**Text passage**.
━━━━━━━━
Because we are the world's No. 1 track and field team, we were and are rightfully held to a higher standard than other countries. Our system had its faults, but it was the best that existed at the time.

The media frenzy surrounding USATF first started at the 2000 Olympic Games in Sydney, when various international sports politicians, including IOC presidential candidate Pound, accused USATF of "covering up" positive drug tests. Those accusations were found to be false by an independent panel, known as the McClaren Commission. The politicians, including Pound, accused USATF of covering up the positive drug tests of shotputter C.J. Hunter. The commission found that it was the IAAF that had administered the tests and that the IAAF, not USATF, had failed to disclose Hunter's positives.

It was just another example of how, when it comes to anti-doping activities, sensationalism and attacking the U.S. are the surest ways to draw headlines.

Pound now tries to stir up a tempest regarding USATF's relationship with the IAAF, even though both organizations have said that any previous disputes have been resolved and that, because of USADA, we anticipate no more such disputes.
━━━━━━━━
(Entries drawn from a collection)

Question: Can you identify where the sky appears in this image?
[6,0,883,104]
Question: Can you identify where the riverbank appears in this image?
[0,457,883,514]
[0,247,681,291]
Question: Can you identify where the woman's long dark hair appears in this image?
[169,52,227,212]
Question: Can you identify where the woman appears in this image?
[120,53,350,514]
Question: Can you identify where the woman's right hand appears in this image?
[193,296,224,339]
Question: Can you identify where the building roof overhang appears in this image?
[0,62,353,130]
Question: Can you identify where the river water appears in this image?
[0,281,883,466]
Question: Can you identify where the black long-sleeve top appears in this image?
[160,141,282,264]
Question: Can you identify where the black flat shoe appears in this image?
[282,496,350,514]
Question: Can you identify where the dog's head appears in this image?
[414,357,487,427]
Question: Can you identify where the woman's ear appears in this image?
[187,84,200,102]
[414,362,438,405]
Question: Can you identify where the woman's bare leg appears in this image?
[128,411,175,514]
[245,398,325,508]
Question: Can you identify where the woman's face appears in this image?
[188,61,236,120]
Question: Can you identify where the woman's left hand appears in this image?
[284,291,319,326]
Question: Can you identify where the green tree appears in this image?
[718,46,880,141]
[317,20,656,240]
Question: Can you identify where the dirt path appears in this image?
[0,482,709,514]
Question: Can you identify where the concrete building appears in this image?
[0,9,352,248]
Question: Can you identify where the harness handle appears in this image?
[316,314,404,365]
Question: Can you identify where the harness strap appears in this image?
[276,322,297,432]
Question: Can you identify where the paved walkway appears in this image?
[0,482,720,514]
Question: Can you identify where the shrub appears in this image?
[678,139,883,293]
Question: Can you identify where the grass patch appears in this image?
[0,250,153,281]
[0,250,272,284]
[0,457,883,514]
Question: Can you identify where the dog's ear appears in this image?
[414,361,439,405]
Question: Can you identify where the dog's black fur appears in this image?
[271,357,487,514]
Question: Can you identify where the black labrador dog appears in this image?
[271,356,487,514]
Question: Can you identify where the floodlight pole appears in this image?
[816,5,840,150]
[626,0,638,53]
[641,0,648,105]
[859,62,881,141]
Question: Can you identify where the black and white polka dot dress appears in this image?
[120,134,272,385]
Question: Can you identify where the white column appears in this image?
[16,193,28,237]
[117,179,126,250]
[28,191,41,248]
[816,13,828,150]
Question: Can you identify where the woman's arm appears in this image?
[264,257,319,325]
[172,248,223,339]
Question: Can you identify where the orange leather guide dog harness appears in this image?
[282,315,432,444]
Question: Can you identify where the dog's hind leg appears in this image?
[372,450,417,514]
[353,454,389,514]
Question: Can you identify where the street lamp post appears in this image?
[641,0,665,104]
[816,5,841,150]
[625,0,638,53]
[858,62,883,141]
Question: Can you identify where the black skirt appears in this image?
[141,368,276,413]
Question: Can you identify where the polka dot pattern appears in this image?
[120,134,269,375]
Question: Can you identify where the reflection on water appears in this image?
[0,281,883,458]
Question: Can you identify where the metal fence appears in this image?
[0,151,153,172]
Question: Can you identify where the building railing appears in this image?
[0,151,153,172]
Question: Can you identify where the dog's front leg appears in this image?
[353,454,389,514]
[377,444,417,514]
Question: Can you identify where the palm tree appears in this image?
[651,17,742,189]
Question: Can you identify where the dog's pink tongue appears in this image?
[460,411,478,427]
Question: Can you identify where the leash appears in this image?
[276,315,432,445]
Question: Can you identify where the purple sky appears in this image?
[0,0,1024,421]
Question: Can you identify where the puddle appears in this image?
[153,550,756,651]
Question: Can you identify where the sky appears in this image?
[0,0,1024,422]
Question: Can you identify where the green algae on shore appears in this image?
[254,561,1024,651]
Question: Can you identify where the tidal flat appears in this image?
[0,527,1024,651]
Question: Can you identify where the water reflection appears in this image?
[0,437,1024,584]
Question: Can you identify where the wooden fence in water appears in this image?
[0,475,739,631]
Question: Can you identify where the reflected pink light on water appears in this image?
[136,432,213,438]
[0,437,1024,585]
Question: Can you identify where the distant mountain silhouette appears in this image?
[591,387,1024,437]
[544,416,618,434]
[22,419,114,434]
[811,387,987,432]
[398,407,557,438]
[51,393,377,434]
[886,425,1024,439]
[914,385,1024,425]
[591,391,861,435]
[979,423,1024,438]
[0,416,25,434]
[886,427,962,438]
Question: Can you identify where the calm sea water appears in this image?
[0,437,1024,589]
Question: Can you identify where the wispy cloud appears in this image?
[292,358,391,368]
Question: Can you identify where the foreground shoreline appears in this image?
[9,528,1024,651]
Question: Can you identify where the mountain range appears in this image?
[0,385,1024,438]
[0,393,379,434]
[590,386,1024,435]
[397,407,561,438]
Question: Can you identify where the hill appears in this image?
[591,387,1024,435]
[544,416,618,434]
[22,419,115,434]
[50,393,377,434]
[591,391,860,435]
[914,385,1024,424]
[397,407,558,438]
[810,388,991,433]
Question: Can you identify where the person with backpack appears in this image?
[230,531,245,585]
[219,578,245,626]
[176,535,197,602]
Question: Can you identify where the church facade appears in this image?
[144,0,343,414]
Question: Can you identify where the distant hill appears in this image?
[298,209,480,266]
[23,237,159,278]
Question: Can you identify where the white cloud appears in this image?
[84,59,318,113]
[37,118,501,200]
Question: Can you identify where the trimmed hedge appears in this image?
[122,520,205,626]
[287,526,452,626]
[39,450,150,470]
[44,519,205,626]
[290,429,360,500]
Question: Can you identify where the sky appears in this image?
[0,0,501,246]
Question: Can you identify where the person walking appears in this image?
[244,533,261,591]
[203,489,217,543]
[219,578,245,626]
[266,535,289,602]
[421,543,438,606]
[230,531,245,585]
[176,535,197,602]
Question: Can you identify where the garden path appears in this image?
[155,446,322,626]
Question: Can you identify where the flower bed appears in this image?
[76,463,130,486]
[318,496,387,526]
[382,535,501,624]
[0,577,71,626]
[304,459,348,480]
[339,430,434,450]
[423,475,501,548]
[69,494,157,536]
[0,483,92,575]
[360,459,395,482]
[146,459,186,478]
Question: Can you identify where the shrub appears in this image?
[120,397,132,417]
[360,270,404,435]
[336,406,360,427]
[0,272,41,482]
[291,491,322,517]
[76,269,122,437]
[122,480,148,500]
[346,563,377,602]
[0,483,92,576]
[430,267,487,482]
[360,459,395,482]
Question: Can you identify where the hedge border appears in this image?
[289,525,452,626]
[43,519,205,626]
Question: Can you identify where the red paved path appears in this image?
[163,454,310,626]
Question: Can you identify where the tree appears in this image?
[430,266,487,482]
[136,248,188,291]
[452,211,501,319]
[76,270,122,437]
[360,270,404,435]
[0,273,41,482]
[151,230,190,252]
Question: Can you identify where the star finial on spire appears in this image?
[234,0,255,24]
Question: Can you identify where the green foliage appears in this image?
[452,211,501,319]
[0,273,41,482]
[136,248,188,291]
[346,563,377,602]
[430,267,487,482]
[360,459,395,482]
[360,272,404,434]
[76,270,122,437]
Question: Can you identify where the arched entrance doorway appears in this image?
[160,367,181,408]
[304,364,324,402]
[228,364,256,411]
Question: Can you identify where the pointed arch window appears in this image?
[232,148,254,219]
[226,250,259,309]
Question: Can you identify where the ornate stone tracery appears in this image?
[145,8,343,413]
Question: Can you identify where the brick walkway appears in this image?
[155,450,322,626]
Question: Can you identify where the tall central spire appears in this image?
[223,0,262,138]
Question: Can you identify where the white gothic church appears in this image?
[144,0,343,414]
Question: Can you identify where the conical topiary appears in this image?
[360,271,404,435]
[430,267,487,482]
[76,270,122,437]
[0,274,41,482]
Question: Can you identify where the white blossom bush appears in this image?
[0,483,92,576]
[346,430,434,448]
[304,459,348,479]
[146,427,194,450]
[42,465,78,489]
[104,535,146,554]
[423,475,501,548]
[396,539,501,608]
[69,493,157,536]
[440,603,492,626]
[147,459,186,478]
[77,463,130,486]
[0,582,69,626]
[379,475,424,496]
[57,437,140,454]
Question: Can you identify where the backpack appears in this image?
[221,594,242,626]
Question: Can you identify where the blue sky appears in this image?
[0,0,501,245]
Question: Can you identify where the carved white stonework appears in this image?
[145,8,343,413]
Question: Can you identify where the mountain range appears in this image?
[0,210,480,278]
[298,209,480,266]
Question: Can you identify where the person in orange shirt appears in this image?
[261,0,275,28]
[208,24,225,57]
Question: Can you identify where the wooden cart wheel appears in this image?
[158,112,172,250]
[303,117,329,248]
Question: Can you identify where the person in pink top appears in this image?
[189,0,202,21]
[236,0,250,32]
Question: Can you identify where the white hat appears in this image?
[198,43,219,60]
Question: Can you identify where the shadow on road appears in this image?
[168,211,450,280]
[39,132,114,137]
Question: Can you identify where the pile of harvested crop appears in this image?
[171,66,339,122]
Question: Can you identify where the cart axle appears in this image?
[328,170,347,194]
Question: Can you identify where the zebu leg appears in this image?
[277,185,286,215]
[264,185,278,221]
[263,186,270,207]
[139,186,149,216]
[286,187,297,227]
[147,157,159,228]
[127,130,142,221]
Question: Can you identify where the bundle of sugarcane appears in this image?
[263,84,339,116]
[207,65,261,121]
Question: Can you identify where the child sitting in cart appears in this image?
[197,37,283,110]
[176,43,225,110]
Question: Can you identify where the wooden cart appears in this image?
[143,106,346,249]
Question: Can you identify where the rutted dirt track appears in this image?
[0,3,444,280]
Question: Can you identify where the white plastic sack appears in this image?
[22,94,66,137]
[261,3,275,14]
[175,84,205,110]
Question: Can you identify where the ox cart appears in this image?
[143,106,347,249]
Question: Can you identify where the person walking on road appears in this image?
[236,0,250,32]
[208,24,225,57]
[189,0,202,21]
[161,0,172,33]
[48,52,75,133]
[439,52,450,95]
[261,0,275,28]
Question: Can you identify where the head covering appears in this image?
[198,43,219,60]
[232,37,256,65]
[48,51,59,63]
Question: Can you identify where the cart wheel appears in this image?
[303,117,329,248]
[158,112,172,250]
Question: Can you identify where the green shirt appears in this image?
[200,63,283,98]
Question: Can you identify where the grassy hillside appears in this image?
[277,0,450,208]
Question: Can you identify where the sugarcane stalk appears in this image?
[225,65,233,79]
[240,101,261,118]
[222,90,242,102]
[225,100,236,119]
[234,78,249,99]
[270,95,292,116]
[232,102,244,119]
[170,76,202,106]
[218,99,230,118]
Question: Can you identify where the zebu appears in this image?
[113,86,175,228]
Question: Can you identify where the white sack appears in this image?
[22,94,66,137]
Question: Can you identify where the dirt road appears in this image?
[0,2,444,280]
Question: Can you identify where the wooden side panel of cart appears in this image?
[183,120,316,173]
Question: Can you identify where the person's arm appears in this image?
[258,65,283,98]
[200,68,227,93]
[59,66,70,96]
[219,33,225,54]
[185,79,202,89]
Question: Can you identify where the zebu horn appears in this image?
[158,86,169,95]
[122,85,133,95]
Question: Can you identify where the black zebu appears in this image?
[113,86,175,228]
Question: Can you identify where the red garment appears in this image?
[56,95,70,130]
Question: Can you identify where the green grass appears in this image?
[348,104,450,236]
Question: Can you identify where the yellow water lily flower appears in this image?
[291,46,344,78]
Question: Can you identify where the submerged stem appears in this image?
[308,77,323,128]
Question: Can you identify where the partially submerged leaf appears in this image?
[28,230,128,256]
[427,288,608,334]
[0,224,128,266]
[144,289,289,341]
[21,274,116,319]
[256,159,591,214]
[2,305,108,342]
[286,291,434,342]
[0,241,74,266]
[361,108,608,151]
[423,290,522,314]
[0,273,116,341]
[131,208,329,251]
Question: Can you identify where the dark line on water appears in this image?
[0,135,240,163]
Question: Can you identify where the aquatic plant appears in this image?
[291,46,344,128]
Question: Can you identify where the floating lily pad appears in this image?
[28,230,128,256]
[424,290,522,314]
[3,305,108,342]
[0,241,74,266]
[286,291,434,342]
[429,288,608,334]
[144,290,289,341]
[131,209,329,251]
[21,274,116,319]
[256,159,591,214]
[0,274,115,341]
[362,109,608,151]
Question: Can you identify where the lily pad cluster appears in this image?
━━━━━━━━
**Exercises**.
a – In the passage on USATF and doping accusations, which organization did the McClaren Commission find had failed to disclose C.J. Hunter's positive tests?
b – Return the passage on USATF and doping accusations from "Because we are" up to and including "at the time.".
c – Take the passage on USATF and doping accusations further, continuing from where it stops.

**Results in order**.
a – The IAAF.

b –
Because we are the world's No. 1 track and field team, we were and are rightfully held to a higher standard than other countries. Our system had its faults, but it was the best that existed at the time.

c –
Again, the facts are clear. On Jan. 10, CAS concluded that USATF's maintaining the confidentiality of athletes who were found not to have committed a doping offense was proper. USATF had repeatedly explained its anti-doping protocols to the IAAF and had asked for explanations of the IAAF's own protocols but had never received any clarification.

Pound accuses USATF of "stonewalling" the IAAF, but CAS came to exactly the opposite conclusion. CAS described "the deafening silence on the part of the IAAF," and noted with frustration the IAAF's "inaction in the face of USATF's repeated attempts to have the IAAF spell out clearly the nature of the problem." Thus, CAS concluded that USATF had acted in good faith.

The "13 cases" involved in the CAS dispute that Pound chooses to focus on? The IAAF, in its original brief to CAS, chose to make its argument more colorful by listing a number of cases about which it had "questions" for the period 1996 to 2000.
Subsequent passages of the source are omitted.